[TASK INSTRUCTIONS]
Return the listing below in full, with every line exactly as it is.

[MATERIAL]
☆ ☆ ☆ ☆

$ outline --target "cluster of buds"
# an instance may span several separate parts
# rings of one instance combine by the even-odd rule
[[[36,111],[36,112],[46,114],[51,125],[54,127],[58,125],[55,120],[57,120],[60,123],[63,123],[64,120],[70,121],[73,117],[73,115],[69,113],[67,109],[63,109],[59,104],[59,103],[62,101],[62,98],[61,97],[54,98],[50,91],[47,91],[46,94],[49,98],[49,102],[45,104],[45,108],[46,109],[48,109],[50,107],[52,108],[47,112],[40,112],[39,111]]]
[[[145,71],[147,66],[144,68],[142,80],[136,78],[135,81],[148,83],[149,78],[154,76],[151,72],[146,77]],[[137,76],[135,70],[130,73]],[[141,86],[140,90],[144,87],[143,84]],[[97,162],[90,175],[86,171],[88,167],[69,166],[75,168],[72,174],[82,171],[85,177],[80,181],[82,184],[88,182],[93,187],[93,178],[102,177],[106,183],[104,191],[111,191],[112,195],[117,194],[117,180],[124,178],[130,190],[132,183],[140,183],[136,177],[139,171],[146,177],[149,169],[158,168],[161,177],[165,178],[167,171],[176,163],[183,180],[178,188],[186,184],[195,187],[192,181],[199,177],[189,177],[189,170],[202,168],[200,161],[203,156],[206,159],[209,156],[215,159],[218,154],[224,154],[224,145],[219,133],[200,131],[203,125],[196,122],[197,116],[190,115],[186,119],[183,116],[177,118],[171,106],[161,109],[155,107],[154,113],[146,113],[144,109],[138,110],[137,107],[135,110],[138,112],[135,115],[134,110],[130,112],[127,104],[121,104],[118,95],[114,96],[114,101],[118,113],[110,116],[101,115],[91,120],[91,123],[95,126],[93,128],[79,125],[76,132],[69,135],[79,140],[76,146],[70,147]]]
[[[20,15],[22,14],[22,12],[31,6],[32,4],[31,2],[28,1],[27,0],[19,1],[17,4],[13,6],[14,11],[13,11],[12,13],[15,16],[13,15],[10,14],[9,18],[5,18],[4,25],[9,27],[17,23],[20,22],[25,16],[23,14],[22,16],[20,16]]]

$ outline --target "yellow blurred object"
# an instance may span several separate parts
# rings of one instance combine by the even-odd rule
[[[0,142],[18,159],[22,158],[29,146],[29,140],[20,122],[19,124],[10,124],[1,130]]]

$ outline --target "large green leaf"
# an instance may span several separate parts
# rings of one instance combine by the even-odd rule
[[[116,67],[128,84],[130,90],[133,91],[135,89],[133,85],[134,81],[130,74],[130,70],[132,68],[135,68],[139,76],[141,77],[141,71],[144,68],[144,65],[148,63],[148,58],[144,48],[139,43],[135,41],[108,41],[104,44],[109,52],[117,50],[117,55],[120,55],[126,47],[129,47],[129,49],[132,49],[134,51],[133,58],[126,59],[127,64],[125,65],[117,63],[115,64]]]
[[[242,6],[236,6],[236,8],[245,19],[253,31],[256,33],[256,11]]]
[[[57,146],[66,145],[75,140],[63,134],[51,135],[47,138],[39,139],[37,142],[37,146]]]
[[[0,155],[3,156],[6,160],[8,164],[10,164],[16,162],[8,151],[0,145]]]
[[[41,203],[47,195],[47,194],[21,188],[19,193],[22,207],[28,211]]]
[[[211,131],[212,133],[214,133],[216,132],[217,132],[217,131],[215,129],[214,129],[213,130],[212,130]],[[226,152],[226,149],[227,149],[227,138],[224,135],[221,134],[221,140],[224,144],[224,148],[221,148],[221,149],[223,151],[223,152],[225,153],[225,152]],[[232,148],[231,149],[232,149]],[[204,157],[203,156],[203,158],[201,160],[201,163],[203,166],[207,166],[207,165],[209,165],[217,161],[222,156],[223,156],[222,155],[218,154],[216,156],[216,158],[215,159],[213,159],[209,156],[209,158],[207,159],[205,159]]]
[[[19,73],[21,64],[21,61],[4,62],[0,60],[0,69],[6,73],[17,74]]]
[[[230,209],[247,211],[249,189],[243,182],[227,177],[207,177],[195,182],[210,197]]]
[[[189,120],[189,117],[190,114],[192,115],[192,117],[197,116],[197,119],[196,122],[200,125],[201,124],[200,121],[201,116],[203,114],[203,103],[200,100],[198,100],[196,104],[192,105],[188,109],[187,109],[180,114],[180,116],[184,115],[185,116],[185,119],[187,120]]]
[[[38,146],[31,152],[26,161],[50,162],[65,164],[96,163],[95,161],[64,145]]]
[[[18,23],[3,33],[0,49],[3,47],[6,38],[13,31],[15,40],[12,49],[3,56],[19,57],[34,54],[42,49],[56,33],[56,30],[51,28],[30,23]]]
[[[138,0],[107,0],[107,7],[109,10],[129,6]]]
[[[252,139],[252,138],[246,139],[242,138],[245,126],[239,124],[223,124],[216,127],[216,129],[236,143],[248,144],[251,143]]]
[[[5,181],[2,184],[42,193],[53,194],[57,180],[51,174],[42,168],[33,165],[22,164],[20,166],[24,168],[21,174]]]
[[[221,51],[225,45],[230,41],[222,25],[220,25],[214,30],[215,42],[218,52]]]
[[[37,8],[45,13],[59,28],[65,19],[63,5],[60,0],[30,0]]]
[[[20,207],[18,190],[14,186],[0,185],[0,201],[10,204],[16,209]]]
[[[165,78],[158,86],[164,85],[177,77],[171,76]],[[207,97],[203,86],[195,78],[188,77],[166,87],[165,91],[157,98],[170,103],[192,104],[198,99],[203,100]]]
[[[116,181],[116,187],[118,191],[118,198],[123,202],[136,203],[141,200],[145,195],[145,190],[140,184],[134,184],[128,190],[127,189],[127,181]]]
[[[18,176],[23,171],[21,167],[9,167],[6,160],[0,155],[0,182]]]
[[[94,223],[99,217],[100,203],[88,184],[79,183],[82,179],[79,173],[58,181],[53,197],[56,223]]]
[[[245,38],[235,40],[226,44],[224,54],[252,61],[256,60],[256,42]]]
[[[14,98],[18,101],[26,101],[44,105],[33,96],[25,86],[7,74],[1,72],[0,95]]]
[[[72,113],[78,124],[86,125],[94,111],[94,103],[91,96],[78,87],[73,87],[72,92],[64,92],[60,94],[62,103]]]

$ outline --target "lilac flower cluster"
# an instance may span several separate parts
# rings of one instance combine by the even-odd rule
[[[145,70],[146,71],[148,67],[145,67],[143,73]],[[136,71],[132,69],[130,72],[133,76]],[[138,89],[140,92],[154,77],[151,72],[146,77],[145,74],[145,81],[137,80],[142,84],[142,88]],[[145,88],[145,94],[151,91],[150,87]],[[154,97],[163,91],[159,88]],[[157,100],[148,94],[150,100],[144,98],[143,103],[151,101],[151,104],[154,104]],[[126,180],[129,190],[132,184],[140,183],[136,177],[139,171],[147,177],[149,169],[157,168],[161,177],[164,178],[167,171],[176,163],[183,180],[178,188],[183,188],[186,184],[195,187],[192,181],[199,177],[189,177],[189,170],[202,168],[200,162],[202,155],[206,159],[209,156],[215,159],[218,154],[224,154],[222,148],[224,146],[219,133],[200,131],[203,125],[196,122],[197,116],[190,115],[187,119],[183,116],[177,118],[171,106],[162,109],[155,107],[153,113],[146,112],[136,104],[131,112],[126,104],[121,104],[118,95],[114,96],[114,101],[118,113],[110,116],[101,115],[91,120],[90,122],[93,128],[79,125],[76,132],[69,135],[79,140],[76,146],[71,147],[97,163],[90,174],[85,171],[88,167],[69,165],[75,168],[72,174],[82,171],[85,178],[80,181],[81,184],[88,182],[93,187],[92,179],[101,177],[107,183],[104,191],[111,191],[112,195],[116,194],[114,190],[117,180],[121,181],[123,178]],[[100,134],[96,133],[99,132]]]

☆ ☆ ☆ ☆

[FINAL RESULT]
$ outline --target "cluster of buds"
# an instance may span several separate parts
# rings of one instance combine by the even-odd rule
[[[36,111],[36,112],[46,114],[51,125],[54,127],[58,125],[55,120],[57,120],[60,123],[63,123],[64,120],[70,121],[73,117],[73,115],[69,113],[67,109],[63,109],[59,104],[59,103],[62,101],[62,98],[61,97],[54,98],[50,91],[47,91],[46,94],[49,98],[49,102],[45,104],[45,108],[46,109],[48,109],[50,107],[52,108],[47,112],[40,112],[39,111]]]
[[[145,71],[147,66],[144,68],[142,80],[136,78],[135,81],[148,83],[149,78],[154,76],[151,72],[146,77]],[[137,76],[135,70],[130,73]],[[141,86],[140,90],[144,87],[143,84]],[[97,162],[90,175],[86,171],[88,167],[69,166],[75,168],[72,174],[82,171],[85,177],[80,181],[82,184],[88,182],[93,187],[93,178],[102,177],[106,183],[104,191],[111,191],[112,195],[117,194],[117,180],[124,178],[130,190],[132,183],[140,183],[136,177],[139,171],[146,177],[149,169],[158,168],[161,177],[165,178],[167,171],[176,163],[183,180],[178,188],[186,184],[195,187],[192,181],[199,177],[189,177],[189,170],[202,168],[200,161],[203,156],[206,159],[209,156],[215,159],[218,154],[224,154],[224,145],[219,133],[200,131],[203,125],[196,122],[197,116],[190,115],[186,119],[183,116],[177,118],[171,106],[161,109],[155,107],[154,113],[146,113],[144,109],[138,110],[137,107],[135,110],[138,112],[135,115],[134,110],[130,112],[127,104],[121,104],[118,95],[114,96],[114,101],[118,113],[110,116],[101,115],[91,120],[91,123],[95,126],[93,128],[79,125],[76,132],[69,135],[79,140],[76,146],[70,147]]]
[[[20,15],[22,14],[22,12],[31,6],[32,4],[31,2],[28,1],[27,0],[19,1],[17,4],[13,6],[14,11],[13,11],[12,13],[15,16],[13,15],[10,14],[9,18],[5,18],[4,25],[9,27],[17,23],[20,22],[25,16],[23,14],[22,16],[20,16]]]

$ outline --target "yellow blurred object"
# an instance may span several separate parts
# rings of one instance combine by the even-odd rule
[[[0,142],[18,159],[22,158],[29,146],[29,140],[20,122],[19,124],[10,124],[1,130]]]

$ outline --target "large green leaf"
# an instance may span several separate parts
# rings of one instance combine by the even-odd rule
[[[116,67],[128,84],[130,90],[133,91],[135,89],[133,85],[134,81],[130,74],[130,70],[132,68],[135,68],[139,76],[141,77],[141,71],[144,68],[144,65],[148,63],[148,58],[144,48],[139,43],[135,41],[108,41],[104,44],[109,52],[117,50],[117,55],[120,55],[126,47],[129,47],[129,49],[132,49],[134,51],[133,58],[126,59],[127,64],[125,65],[117,63],[115,64]]]
[[[242,6],[236,6],[236,8],[245,19],[253,31],[256,33],[256,11]]]
[[[57,146],[66,145],[75,140],[63,134],[51,135],[47,138],[39,139],[37,142],[37,146]]]
[[[0,155],[3,156],[6,160],[8,164],[10,164],[16,162],[8,151],[0,145]]]
[[[41,203],[47,195],[47,194],[21,188],[19,193],[22,207],[28,211]]]
[[[211,131],[212,133],[214,133],[216,132],[217,132],[217,131],[215,129],[214,129],[213,130],[212,130]],[[226,152],[226,149],[227,149],[227,138],[224,135],[221,134],[221,140],[224,144],[224,148],[221,148],[221,149],[223,151],[223,152],[225,153],[225,152]],[[232,148],[231,149],[232,149]],[[204,157],[203,156],[203,158],[201,160],[201,163],[203,166],[207,166],[207,165],[209,165],[217,161],[222,156],[223,156],[222,155],[218,154],[216,156],[216,158],[215,159],[213,159],[209,156],[209,158],[207,159],[205,159]]]
[[[19,73],[21,64],[21,61],[4,62],[0,60],[0,69],[6,73],[17,74]]]
[[[230,209],[247,211],[249,189],[243,182],[227,177],[207,177],[195,182],[210,197]]]
[[[189,120],[189,117],[190,114],[192,115],[192,117],[197,116],[197,119],[196,122],[200,125],[201,124],[200,121],[201,116],[203,114],[203,103],[200,100],[198,100],[196,104],[192,105],[188,109],[187,109],[180,114],[180,116],[184,115],[185,116],[185,119],[187,120]]]
[[[38,146],[31,152],[26,161],[50,162],[65,164],[96,163],[95,161],[64,145]]]
[[[18,23],[3,33],[0,49],[3,47],[6,38],[13,31],[15,40],[12,49],[3,56],[19,57],[34,54],[42,49],[56,33],[56,30],[51,28],[30,23]]]
[[[138,0],[107,0],[107,7],[109,10],[129,6]]]
[[[252,139],[252,138],[246,139],[242,138],[245,126],[239,124],[223,124],[216,127],[216,129],[236,143],[248,144],[251,143]]]
[[[5,181],[2,184],[42,193],[53,194],[57,180],[51,174],[42,168],[33,165],[22,164],[20,166],[24,168],[21,174]]]
[[[221,51],[225,45],[230,41],[222,25],[220,25],[214,30],[215,42],[218,52]]]
[[[37,8],[45,13],[59,28],[65,19],[63,5],[60,0],[30,0]]]
[[[20,207],[18,190],[14,186],[0,185],[0,201],[10,204],[16,209]]]
[[[165,78],[158,86],[164,85],[177,77],[171,76]],[[207,97],[203,86],[195,78],[188,77],[166,87],[165,91],[157,98],[170,103],[192,104],[198,99],[203,100]]]
[[[116,181],[116,187],[118,191],[118,198],[123,202],[136,203],[141,200],[145,195],[145,190],[140,184],[134,184],[128,190],[127,189],[127,181]]]
[[[18,176],[23,171],[21,167],[9,167],[6,160],[0,155],[0,182]]]
[[[94,223],[99,217],[100,203],[88,184],[79,183],[82,179],[79,173],[58,181],[53,197],[56,223]]]
[[[245,38],[235,40],[226,44],[224,54],[252,61],[256,60],[256,42]]]
[[[14,98],[18,101],[26,101],[44,105],[33,96],[25,86],[7,74],[1,72],[0,95]]]
[[[72,113],[78,124],[86,125],[94,111],[94,103],[91,96],[78,87],[73,87],[72,92],[64,92],[60,94],[62,103]]]

$ outline --target "lilac flower cluster"
# an instance may span several separate parts
# rings of one instance combine by the even-odd rule
[[[145,70],[146,71],[148,67],[145,67],[143,73]],[[136,71],[132,69],[130,72],[133,76]],[[138,89],[140,92],[154,77],[151,72],[146,77],[145,74],[145,81],[137,80],[142,84],[142,88]],[[145,88],[145,94],[151,91],[150,87]],[[154,97],[163,91],[159,88]],[[157,100],[148,94],[150,100],[144,98],[143,103],[151,101],[151,104],[154,104]],[[126,180],[129,190],[132,184],[140,183],[136,177],[139,171],[147,177],[149,169],[157,168],[161,177],[164,178],[167,171],[176,163],[183,180],[178,188],[183,188],[186,184],[195,187],[192,181],[199,177],[189,177],[189,170],[202,168],[200,162],[202,155],[206,159],[209,156],[215,159],[218,154],[224,154],[222,148],[224,146],[219,133],[200,131],[203,125],[196,122],[197,116],[190,115],[187,119],[183,116],[177,118],[171,106],[162,109],[155,107],[153,113],[146,112],[136,104],[131,112],[126,104],[121,104],[118,95],[114,96],[114,101],[118,113],[110,116],[101,115],[91,120],[90,122],[93,128],[79,125],[76,132],[69,135],[79,140],[76,146],[71,147],[97,163],[90,174],[85,171],[88,167],[69,165],[75,168],[72,174],[82,171],[85,178],[80,181],[81,184],[88,182],[93,187],[92,179],[101,177],[107,183],[104,191],[111,191],[112,195],[116,194],[114,190],[117,180],[121,181],[123,178]],[[100,134],[96,133],[99,132]]]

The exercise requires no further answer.